WRITTEN EXERCISE:
In each row below, swap "wildflower meadow" for "flower field" and leave everything else unchanged.
##### DATA SECTION #####
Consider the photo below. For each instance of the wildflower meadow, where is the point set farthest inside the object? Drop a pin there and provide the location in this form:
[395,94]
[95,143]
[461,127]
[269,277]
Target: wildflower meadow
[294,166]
#####
CORRECT RESPONSE:
Consider the photo below. For each instance of the flower field, where is the point set farthest inside the object? Drop a pin there and provide the location in this form:
[395,94]
[95,143]
[461,127]
[269,277]
Target: flower field
[294,166]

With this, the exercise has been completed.